While better conditions throughout the winter will result in a lesser dependence on spring cropping in 2022, they will remain important on many farms for agronomic, financial and logistical reasons.
For those who are still deciding which crops and varieties to sow, Hutchinsons’ technical manager Dick Neale and national seeds manager David Bouch highlighted some options to consider.
Barley remains the leading spring cropping option in many regions, especially those supplying malting, distilling and animal feed sectors. In recent years, spring barley has become the go-to option in less traditional areas for growers tackling blackgrass.
“That’s still the situation, especially as there will be some fields that have taken a backwards step for blackgrass control after the difficult conditions we’ve experienced in recent seasons,” Mr Neale said.
“If you’re growing spring barley for blackgrass control on heavy clay soil, don’t rush out and get a malting contract then apply malting barley principles developed on predominantly light land. For black-grass control, focus on maximising yield and crop competition, which in turn will dilute grain nitrogen and can still make a good malting sample.”

## Given data:
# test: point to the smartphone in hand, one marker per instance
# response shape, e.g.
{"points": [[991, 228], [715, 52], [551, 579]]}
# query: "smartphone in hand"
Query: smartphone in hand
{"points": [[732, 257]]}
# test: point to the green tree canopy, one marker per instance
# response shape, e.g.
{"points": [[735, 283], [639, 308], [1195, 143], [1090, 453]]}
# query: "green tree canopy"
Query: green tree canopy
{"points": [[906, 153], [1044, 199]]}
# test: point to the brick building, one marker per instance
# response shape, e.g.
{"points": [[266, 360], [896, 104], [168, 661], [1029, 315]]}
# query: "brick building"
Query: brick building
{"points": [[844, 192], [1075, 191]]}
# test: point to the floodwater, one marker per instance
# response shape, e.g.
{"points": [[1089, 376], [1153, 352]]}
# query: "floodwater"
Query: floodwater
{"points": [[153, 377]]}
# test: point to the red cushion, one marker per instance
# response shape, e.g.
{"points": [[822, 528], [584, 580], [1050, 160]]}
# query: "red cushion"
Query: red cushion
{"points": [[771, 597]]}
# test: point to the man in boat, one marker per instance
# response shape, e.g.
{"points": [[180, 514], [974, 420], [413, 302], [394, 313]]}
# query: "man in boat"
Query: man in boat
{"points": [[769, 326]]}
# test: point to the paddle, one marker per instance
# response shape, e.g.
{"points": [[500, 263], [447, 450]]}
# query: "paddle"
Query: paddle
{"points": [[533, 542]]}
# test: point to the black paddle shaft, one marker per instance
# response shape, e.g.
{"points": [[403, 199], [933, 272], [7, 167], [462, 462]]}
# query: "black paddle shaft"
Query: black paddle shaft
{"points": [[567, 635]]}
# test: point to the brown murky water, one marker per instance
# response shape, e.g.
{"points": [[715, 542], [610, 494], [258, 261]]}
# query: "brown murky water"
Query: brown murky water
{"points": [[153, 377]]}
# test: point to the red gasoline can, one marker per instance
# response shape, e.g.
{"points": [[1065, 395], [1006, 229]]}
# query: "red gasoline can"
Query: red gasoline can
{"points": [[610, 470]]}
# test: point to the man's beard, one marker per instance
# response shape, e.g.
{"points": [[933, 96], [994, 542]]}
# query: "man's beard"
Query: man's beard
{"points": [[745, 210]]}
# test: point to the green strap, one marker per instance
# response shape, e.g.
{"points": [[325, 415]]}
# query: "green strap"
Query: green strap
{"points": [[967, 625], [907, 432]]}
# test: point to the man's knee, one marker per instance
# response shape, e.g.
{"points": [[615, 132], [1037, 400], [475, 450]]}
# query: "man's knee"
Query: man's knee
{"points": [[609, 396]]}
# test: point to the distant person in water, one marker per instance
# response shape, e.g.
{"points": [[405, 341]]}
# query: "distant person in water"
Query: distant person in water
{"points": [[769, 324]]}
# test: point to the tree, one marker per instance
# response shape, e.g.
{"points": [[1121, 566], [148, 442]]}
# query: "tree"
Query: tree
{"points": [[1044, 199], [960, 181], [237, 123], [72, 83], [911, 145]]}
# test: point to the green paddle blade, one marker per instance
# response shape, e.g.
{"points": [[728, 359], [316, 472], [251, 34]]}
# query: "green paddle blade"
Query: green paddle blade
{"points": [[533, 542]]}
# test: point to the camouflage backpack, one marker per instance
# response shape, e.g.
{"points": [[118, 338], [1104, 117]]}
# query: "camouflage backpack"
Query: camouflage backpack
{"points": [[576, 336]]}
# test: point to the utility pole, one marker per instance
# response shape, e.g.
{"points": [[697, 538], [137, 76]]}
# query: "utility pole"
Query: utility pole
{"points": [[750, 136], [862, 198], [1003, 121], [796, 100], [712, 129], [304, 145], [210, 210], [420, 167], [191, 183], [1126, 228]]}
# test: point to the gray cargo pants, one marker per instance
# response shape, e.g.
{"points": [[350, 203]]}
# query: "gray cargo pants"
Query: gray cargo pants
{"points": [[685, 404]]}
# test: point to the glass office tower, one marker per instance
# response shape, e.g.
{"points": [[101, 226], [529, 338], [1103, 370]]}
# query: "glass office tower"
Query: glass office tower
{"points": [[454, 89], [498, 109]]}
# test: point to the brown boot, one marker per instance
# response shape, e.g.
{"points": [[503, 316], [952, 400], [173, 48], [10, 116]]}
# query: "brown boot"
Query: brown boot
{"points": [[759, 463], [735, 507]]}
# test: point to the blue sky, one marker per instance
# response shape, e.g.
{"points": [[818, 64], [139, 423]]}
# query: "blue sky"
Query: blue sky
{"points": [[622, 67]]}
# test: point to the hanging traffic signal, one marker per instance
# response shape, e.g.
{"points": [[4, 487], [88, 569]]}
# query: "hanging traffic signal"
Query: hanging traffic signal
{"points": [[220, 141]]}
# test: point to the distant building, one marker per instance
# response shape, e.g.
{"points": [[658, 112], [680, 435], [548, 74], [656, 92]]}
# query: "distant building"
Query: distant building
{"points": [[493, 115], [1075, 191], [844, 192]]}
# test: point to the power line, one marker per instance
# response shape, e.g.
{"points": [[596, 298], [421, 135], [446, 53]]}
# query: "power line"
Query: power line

## Directions:
(a) List the sectors that the spring cropping passage says barley-growing regions supply.
(b) Reproduce everything in the spring cropping passage from "While better conditions" down to "Mr Neale said.".
The records have no connection to the text about spring cropping.

## Answers for this exercise:
(a) Malting, distilling, animal feed

(b)
While better conditions throughout the winter will result in a lesser dependence on spring cropping in 2022, they will remain important on many farms for agronomic, financial and logistical reasons.
For those who are still deciding which crops and varieties to sow, Hutchinsons’ technical manager Dick Neale and national seeds manager David Bouch highlighted some options to consider.
Barley remains the leading spring cropping option in many regions, especially those supplying malting, distilling and animal feed sectors. In recent years, spring barley has become the go-to option in less traditional areas for growers tackling blackgrass.
“That’s still the situation, especially as there will be some fields that have taken a backwards step for blackgrass control after the difficult conditions we’ve experienced in recent seasons,” Mr Neale said.